(Object point labels)

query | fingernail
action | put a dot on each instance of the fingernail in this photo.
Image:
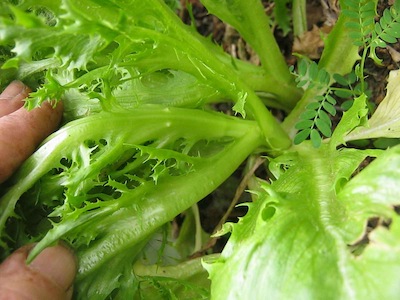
(14, 89)
(57, 264)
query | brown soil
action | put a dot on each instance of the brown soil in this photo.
(321, 15)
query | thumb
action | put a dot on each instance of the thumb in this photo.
(49, 276)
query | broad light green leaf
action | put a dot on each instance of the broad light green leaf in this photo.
(294, 241)
(385, 122)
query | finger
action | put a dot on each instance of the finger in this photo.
(12, 97)
(21, 132)
(49, 276)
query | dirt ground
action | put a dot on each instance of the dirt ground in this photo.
(321, 16)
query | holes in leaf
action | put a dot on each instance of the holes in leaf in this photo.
(268, 212)
(373, 223)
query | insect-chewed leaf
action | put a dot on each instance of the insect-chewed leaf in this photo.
(323, 127)
(313, 105)
(330, 99)
(301, 136)
(302, 83)
(329, 108)
(325, 118)
(304, 124)
(340, 79)
(378, 28)
(313, 71)
(315, 138)
(302, 67)
(308, 114)
(343, 93)
(323, 77)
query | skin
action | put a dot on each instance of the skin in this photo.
(51, 274)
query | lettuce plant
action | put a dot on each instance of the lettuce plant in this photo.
(142, 143)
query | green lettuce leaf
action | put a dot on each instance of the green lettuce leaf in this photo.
(306, 237)
(385, 122)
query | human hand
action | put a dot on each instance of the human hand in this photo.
(51, 273)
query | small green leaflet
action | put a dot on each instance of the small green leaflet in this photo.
(385, 122)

_WHAT YOU HAVE TO DO_. Echo every item above line for line, without the pictures.

_RESULT FOR THIS EXERCISE_.
query | fingernail
action | put a dot on each instance of the fingernail in this photo.
Image:
(14, 89)
(57, 264)
query | brown soil
action | put a dot on each instance of the brown soil in this photo.
(321, 15)
query | thumb
action | put a dot on each instance of the thumb in this photo.
(49, 276)
query | broad light green leaf
action | put a dot on each instance of the broad light green leaf in this photo.
(294, 241)
(385, 122)
query | finger
action | put a dot on each instance of the finger in this photo.
(12, 97)
(21, 132)
(49, 276)
query | dirt ground
action | put a dot on each instance of the dirt ground in this photo.
(321, 16)
query | holes in leaf
action | put a dot on each instance of the holes in leaf in this photo.
(268, 212)
(373, 223)
query | insect-chewed leaf
action | put a dot on each instance of the insect-chewed leaf in this photo.
(323, 127)
(313, 105)
(330, 99)
(301, 136)
(302, 83)
(329, 108)
(325, 118)
(304, 124)
(340, 79)
(378, 28)
(313, 71)
(315, 138)
(302, 67)
(308, 114)
(343, 93)
(323, 77)
query | skin
action | put a dot on each instance of the skin in this photo.
(51, 274)
query | lettuce plant
action | put a dot on each instance of the lettuce plant in this photo.
(142, 143)
query | green lettuce leaf
action | put a dot on each instance of the green lettuce leaf in this photo.
(306, 237)
(385, 122)
query | human hand
action | put a dot on each instance of the human hand in this photo.
(51, 273)
query | small green leaflet
action | put a dot on each instance of the small green leaflet in this photo.
(385, 122)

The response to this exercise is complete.